[[ Task input open ]]

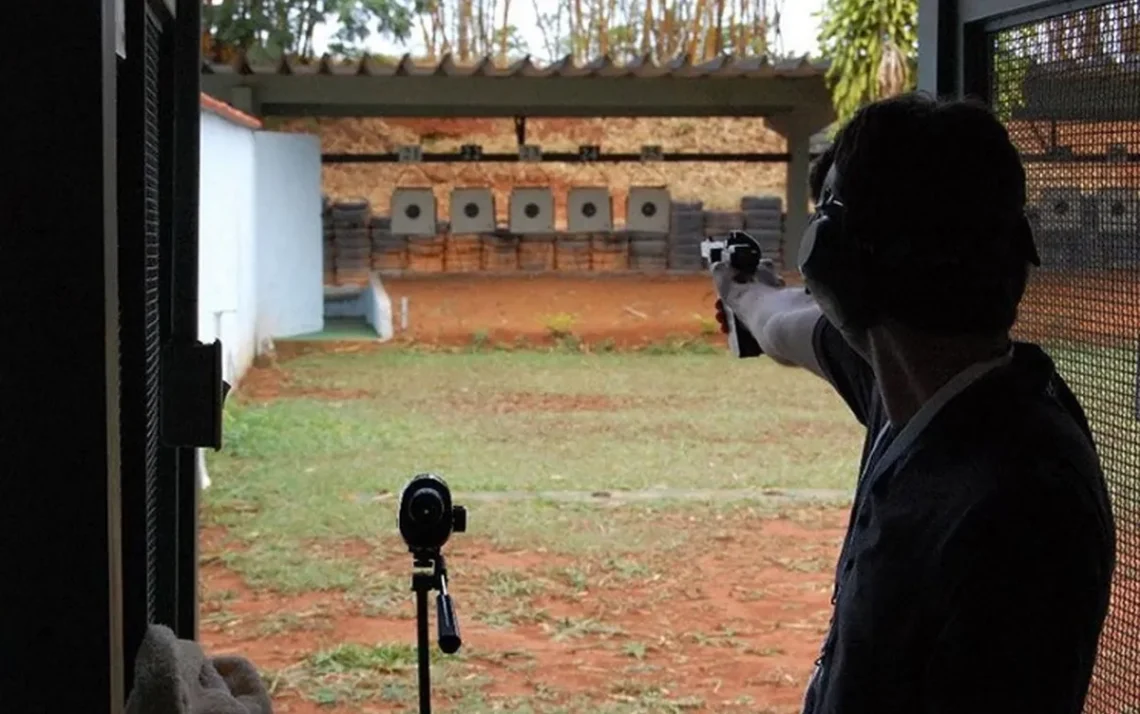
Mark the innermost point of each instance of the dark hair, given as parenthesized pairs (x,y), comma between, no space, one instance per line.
(819,171)
(937,189)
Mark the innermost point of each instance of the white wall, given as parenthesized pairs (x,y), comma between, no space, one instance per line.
(259,232)
(227,242)
(291,295)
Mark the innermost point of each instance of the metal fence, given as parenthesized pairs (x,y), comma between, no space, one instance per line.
(1068,88)
(357,243)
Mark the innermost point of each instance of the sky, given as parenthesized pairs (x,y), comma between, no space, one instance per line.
(798,25)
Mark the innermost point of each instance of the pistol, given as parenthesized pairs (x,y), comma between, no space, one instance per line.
(742,252)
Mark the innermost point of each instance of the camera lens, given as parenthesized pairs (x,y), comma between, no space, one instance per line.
(426,506)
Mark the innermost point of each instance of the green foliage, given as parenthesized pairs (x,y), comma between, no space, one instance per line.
(1009,83)
(268,29)
(857,37)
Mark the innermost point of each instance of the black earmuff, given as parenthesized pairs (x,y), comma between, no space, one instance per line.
(835,264)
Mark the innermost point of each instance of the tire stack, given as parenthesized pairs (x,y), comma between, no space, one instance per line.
(649,252)
(536,252)
(426,252)
(327,243)
(686,222)
(389,252)
(499,252)
(352,245)
(764,221)
(609,252)
(721,222)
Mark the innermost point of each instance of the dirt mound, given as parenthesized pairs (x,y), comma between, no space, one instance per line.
(719,186)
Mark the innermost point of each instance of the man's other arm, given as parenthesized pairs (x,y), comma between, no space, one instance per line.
(1024,610)
(782,319)
(791,330)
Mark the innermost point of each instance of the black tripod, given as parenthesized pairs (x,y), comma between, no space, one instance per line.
(426,520)
(430,573)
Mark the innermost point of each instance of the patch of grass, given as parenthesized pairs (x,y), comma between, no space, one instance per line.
(682,346)
(708,325)
(569,627)
(352,657)
(291,622)
(281,566)
(480,339)
(636,650)
(511,584)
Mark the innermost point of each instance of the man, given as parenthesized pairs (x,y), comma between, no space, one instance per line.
(975,574)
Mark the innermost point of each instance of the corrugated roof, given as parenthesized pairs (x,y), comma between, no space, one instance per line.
(229,113)
(682,67)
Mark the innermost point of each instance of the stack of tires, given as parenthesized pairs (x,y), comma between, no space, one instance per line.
(388,251)
(327,242)
(764,221)
(721,222)
(649,252)
(686,224)
(352,244)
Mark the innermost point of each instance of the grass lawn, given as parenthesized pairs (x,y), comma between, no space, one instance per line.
(624,550)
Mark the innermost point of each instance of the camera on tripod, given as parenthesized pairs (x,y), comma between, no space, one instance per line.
(426,520)
(741,250)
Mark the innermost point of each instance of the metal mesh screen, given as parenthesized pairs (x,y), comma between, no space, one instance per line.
(152,335)
(1068,89)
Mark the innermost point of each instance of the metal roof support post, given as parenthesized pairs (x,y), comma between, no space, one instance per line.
(243,98)
(797,128)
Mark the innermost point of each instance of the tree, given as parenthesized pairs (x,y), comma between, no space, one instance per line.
(872,46)
(269,29)
(626,30)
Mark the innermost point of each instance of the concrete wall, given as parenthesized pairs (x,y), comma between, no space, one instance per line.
(227,249)
(260,244)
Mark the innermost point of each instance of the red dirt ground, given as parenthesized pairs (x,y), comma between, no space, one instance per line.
(628,310)
(742,615)
(636,310)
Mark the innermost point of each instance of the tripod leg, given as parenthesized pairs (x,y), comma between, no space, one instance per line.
(424,647)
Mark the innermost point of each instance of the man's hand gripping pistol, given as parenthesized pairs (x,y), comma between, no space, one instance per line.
(742,253)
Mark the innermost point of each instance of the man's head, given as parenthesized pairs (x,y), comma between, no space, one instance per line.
(935,191)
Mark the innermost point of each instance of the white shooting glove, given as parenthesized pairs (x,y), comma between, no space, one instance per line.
(744,294)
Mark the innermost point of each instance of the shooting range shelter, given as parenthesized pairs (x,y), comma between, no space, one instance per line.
(791,97)
(1065,76)
(99,286)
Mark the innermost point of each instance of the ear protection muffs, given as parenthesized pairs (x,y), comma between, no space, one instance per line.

[[ Task input closed ]]

■ **What is being asked**
Each line, from the one that holds "Mark the innermost point of each instance of the tripod" through the last line of the entries, must be repeated exactly. Leave out everything else.

■ **Response below**
Mark the innermost point of each instance of the tripod leg, given as parenthesized pairs (x,y), comma between, no space, one instance per line.
(424,647)
Mark the innermost point of each instance of the man's hand gripping pistol, given as parenthesized pairs (x,y), comma between, no space, one instance per line.
(742,253)
Mark the innermost point of each instance of the man's head, given as parenthesized pairs (x,y), comma between, no space, one instance per line.
(935,191)
Mark the innermost point of each instance of the white shooting glove, given as parenthesized pairs (x,y), comma between, no space, one instance per line.
(744,294)
Mark the innermost point of each instance of the shooting range shelter, given as parenthesized pairs (x,y), comma between, no space, one instance per line.
(791,97)
(1065,76)
(99,286)
Mark the innermost point of each instance of the ear protection muffs, given as parenthesized pairs (x,y), comma between, no space, one instance per line.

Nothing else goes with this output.